Aim: Can you reproduce, line for line, the part of the material below that begins with the line containing "# test: point out the aircraft tail" and runs through the end of the material, including both of those ends?

------ Records for processing

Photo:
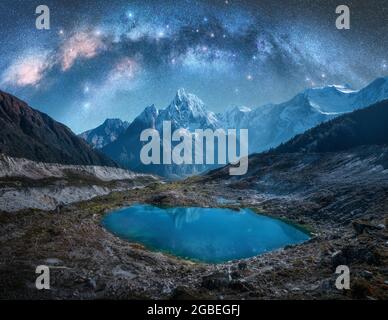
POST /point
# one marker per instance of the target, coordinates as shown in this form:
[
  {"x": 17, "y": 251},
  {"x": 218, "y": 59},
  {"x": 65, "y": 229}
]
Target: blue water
[{"x": 211, "y": 235}]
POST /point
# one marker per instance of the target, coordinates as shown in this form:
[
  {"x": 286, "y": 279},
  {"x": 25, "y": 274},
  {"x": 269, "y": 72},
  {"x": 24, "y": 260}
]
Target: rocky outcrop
[{"x": 28, "y": 133}]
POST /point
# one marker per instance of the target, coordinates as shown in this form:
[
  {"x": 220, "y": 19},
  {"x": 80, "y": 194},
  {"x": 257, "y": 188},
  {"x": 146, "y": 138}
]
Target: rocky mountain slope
[
  {"x": 106, "y": 133},
  {"x": 361, "y": 127},
  {"x": 28, "y": 133},
  {"x": 185, "y": 111},
  {"x": 26, "y": 184}
]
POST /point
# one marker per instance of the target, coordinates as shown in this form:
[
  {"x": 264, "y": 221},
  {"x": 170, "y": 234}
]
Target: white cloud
[
  {"x": 28, "y": 70},
  {"x": 80, "y": 45}
]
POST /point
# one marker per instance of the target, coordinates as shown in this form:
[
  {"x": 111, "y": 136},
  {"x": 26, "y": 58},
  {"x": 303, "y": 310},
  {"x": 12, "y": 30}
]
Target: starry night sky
[{"x": 105, "y": 59}]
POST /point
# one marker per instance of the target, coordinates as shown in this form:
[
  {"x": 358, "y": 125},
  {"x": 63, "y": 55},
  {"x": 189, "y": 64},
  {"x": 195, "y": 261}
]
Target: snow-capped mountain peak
[{"x": 188, "y": 111}]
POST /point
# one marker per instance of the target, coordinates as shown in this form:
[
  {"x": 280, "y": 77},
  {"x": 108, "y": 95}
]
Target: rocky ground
[{"x": 347, "y": 217}]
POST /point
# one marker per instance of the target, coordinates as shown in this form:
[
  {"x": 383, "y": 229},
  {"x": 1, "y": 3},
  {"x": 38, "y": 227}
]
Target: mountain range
[
  {"x": 28, "y": 133},
  {"x": 268, "y": 125}
]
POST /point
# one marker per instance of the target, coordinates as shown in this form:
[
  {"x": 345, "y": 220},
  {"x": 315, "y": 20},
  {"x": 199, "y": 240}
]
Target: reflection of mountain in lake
[{"x": 184, "y": 216}]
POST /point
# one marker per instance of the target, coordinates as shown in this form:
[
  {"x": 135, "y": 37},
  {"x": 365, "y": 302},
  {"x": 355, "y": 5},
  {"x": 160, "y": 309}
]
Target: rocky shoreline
[{"x": 87, "y": 262}]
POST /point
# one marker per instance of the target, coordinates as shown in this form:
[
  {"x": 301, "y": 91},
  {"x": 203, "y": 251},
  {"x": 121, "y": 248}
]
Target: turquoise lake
[{"x": 212, "y": 235}]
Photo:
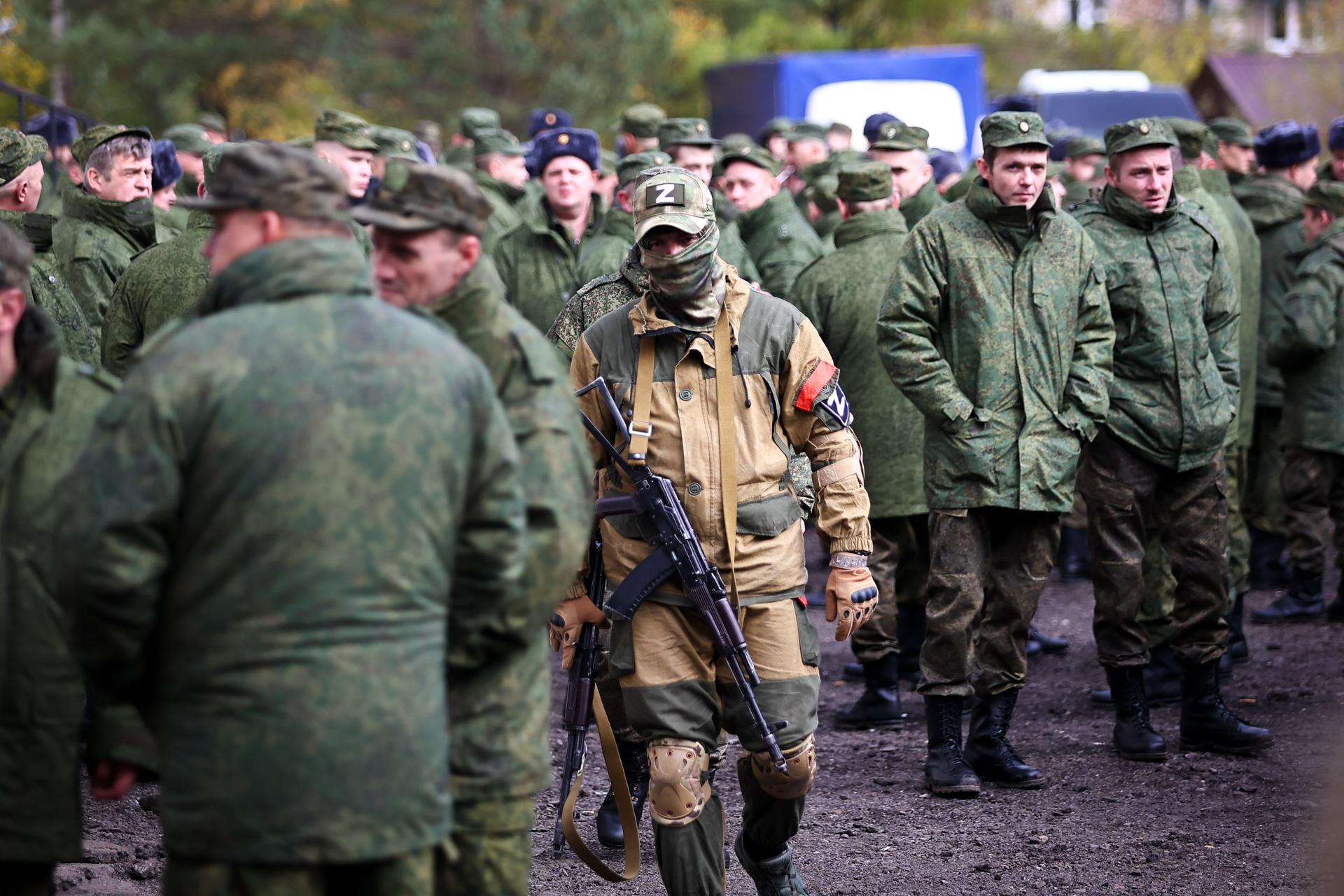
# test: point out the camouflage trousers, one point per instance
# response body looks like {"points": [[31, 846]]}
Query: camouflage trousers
{"points": [[1128, 498], [407, 875], [987, 564], [676, 687], [1313, 492], [899, 566]]}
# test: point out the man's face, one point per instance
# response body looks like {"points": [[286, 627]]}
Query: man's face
{"points": [[417, 269], [1144, 175], [749, 186], [1018, 175]]}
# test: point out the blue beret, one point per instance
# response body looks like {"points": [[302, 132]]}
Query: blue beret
{"points": [[568, 141], [1287, 144], [167, 168], [546, 120], [873, 125]]}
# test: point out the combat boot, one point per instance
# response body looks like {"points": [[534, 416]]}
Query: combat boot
{"points": [[1208, 724], [635, 761], [879, 707], [772, 876], [1133, 736], [946, 771]]}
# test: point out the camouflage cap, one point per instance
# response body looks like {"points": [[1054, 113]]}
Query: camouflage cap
{"points": [[19, 152], [1006, 130], [671, 198], [631, 167], [864, 183], [190, 139], [343, 128], [641, 120], [685, 132], [265, 176], [496, 140], [899, 136], [416, 198], [1139, 133], [394, 143]]}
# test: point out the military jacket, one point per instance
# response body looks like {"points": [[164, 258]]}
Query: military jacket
{"points": [[1308, 346], [1174, 301], [164, 282], [290, 489], [841, 296], [996, 328], [94, 242]]}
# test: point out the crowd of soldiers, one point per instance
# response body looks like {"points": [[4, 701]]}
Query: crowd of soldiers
{"points": [[304, 564]]}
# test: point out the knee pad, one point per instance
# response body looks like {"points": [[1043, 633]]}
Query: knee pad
{"points": [[802, 770], [678, 790]]}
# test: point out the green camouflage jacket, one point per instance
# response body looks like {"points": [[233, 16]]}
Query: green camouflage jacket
{"points": [[996, 328], [289, 491], [1174, 301], [49, 290], [841, 296], [163, 282], [502, 713], [1275, 206], [94, 241], [1307, 343]]}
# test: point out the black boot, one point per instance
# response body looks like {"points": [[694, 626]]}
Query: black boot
{"points": [[879, 707], [946, 771], [1133, 736], [988, 750], [635, 761], [1208, 724]]}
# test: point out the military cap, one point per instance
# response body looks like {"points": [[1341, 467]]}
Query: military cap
{"points": [[685, 132], [265, 176], [641, 120], [416, 198], [547, 118], [394, 143], [18, 153], [190, 139], [568, 141], [895, 134], [631, 167], [758, 156], [97, 136], [1138, 133], [1287, 144], [343, 128], [496, 140], [864, 183], [1327, 195], [1233, 131], [1007, 130], [671, 198]]}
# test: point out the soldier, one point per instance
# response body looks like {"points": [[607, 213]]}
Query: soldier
{"points": [[163, 284], [1273, 200], [905, 150], [1158, 463], [538, 260], [996, 328], [20, 194], [108, 216], [296, 571], [841, 295], [664, 656], [777, 237], [428, 226]]}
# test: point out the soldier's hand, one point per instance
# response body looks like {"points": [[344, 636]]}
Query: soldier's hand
{"points": [[851, 598], [568, 621]]}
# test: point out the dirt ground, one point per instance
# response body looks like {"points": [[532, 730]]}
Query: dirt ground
{"points": [[1195, 825]]}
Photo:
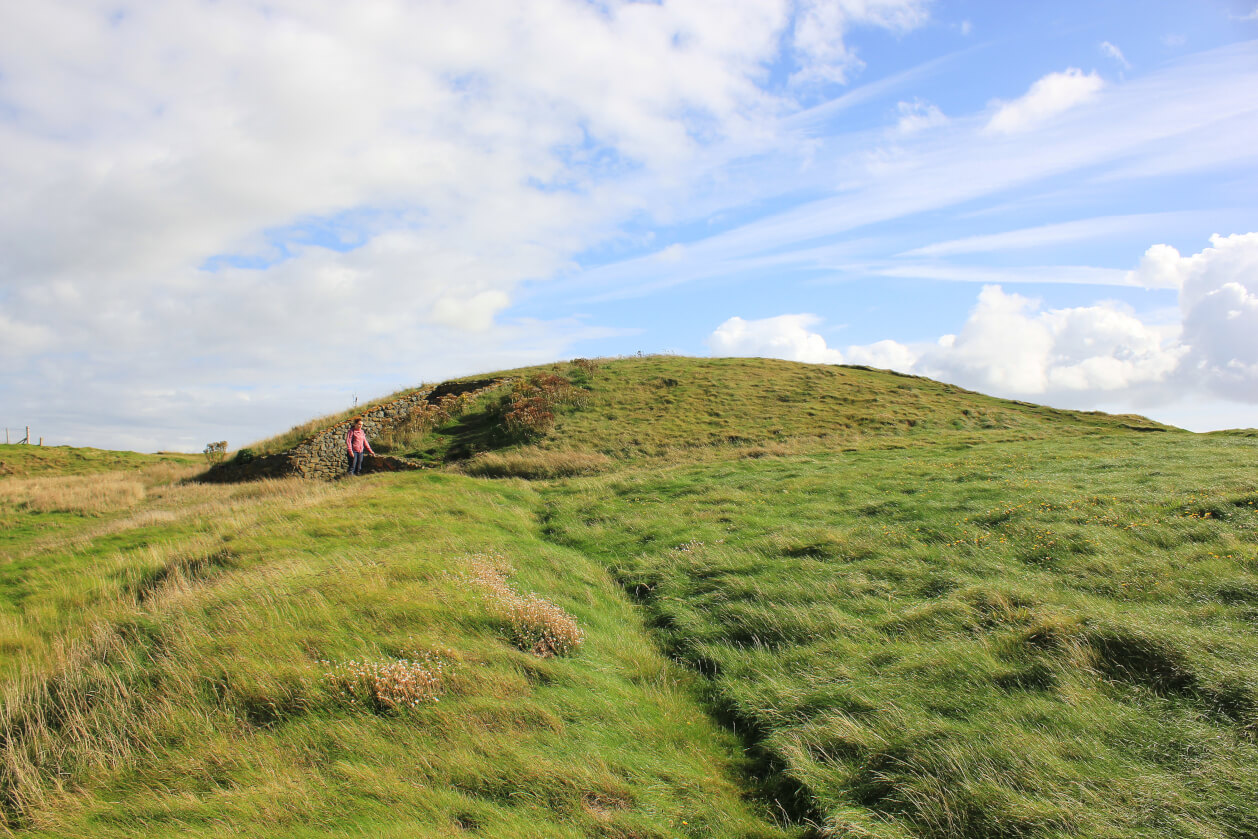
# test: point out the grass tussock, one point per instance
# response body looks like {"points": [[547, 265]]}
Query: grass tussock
{"points": [[534, 624], [534, 463], [808, 600], [388, 686]]}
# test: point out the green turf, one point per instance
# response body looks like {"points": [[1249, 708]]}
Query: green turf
{"points": [[1043, 638], [817, 601]]}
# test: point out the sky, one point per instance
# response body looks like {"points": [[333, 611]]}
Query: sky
{"points": [[222, 218]]}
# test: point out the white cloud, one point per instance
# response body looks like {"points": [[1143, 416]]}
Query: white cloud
{"points": [[459, 150], [1115, 53], [1049, 234], [887, 355], [785, 336], [820, 27], [1012, 346], [1219, 303], [1048, 97], [917, 116]]}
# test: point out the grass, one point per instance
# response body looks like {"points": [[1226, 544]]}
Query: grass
{"points": [[198, 686], [1043, 638], [723, 598]]}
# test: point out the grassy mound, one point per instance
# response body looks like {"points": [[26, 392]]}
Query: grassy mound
{"points": [[311, 659], [1043, 638], [735, 598]]}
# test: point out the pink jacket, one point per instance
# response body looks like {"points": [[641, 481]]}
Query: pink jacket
{"points": [[356, 440]]}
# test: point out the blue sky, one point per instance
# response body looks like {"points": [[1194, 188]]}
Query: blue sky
{"points": [[222, 219]]}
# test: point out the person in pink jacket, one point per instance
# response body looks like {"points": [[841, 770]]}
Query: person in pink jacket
{"points": [[356, 442]]}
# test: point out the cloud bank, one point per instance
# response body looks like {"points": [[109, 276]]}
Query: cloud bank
{"points": [[208, 205], [1012, 346]]}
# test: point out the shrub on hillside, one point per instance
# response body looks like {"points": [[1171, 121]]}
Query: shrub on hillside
{"points": [[386, 686], [528, 410]]}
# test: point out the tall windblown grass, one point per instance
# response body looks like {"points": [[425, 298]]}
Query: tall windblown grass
{"points": [[84, 494], [534, 463]]}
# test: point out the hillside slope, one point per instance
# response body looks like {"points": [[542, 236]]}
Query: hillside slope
{"points": [[815, 601]]}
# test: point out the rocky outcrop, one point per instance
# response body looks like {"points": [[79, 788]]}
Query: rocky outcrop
{"points": [[323, 454]]}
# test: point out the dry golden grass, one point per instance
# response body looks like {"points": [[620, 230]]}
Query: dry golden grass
{"points": [[386, 686], [534, 624], [536, 463]]}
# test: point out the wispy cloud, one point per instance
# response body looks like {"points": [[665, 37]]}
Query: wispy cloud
{"points": [[1137, 123], [1052, 234]]}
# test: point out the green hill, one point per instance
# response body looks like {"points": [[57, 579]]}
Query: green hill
{"points": [[771, 600]]}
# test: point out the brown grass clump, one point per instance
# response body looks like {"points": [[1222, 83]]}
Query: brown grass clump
{"points": [[534, 624], [84, 494], [388, 686], [536, 463]]}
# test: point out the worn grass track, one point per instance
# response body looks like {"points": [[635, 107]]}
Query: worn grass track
{"points": [[815, 601]]}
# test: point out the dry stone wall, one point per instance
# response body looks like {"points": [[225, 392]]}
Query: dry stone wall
{"points": [[323, 455]]}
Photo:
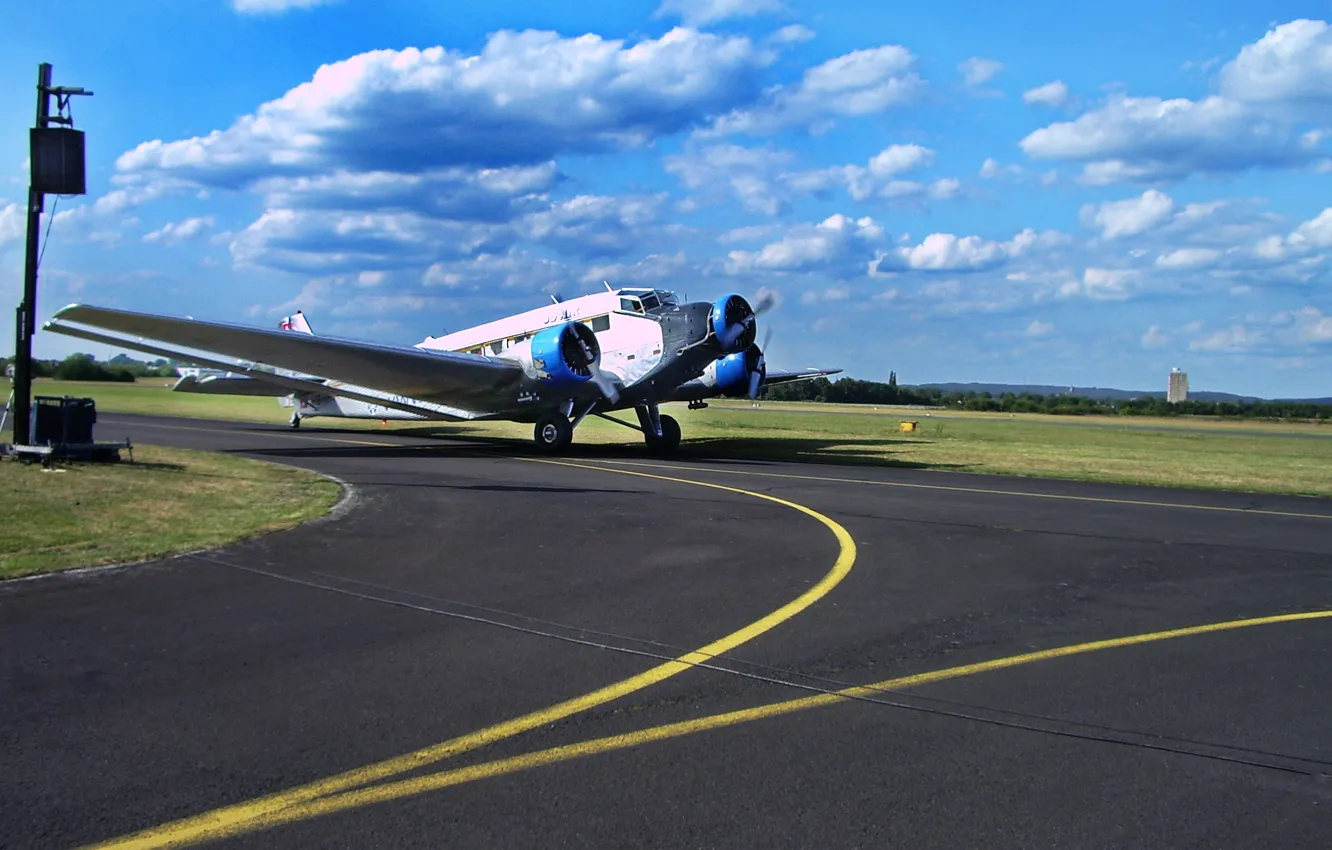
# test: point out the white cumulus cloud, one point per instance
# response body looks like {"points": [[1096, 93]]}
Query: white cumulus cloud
{"points": [[268, 7], [703, 12], [947, 252], [1050, 95], [1234, 340], [1291, 63], [1188, 259], [979, 69], [176, 232], [1259, 117], [1128, 217], [854, 84], [524, 99], [835, 243]]}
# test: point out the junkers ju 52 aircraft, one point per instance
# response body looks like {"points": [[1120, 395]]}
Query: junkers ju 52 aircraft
{"points": [[552, 367]]}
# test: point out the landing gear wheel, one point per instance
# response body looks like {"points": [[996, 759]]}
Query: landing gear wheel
{"points": [[553, 434], [669, 441]]}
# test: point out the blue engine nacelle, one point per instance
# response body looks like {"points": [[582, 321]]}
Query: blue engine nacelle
{"points": [[741, 373], [565, 353], [733, 323]]}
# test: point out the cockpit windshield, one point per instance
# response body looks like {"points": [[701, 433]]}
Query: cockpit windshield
{"points": [[646, 300]]}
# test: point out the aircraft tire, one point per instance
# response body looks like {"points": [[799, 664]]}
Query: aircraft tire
{"points": [[669, 440], [553, 434]]}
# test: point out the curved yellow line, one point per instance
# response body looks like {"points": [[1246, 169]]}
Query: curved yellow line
{"points": [[461, 776], [239, 817]]}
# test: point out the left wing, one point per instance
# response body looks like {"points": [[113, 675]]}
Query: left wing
{"points": [[802, 375], [703, 388], [233, 385], [445, 384]]}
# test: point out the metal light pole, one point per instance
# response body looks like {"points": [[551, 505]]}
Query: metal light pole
{"points": [[57, 167]]}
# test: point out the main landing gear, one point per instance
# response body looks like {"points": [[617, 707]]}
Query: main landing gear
{"points": [[554, 433]]}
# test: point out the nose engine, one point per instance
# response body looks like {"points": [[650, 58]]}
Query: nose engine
{"points": [[733, 323]]}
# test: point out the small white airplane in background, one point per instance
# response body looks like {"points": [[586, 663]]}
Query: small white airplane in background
{"points": [[553, 367]]}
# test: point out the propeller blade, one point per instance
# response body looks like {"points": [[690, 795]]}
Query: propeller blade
{"points": [[765, 304]]}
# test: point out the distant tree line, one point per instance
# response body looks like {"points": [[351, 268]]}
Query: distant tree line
{"points": [[87, 368], [851, 391]]}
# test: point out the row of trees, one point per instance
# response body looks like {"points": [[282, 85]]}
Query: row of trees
{"points": [[850, 391], [87, 368], [845, 391]]}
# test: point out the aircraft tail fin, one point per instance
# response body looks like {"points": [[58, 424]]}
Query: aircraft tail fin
{"points": [[296, 323]]}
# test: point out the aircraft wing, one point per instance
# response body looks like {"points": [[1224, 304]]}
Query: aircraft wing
{"points": [[232, 385], [698, 389], [801, 375], [460, 385]]}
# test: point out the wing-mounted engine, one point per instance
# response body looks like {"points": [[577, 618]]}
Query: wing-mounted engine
{"points": [[733, 323], [564, 357], [738, 375]]}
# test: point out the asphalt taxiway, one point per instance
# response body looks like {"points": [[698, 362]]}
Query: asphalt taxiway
{"points": [[490, 648]]}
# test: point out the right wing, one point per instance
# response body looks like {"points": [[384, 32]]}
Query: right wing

------------

Exercise output:
# test: point out the aircraft tail fin, one point per instance
# response body looks like {"points": [[58, 424]]}
Query: aircraft tail fin
{"points": [[296, 323]]}
# test: point out the aircraft wing, one point per instance
# response body looks like {"points": [[1224, 304]]}
Query: aircraft wing
{"points": [[232, 385], [698, 389], [801, 375], [460, 385]]}
# test: point out the wing-mounted engine, one point per instance
# response body looks like {"points": [[577, 618]]}
Query: wing-mounted engine
{"points": [[733, 323], [564, 357], [738, 375]]}
# test: point out the asphalt taxiway, one point per instance
# response body looks like {"points": [[698, 362]]}
Query: asphalt taxiway
{"points": [[490, 648]]}
# test: point out the right wing, one point per instance
# response body looks like {"points": [[384, 32]]}
Query: right wing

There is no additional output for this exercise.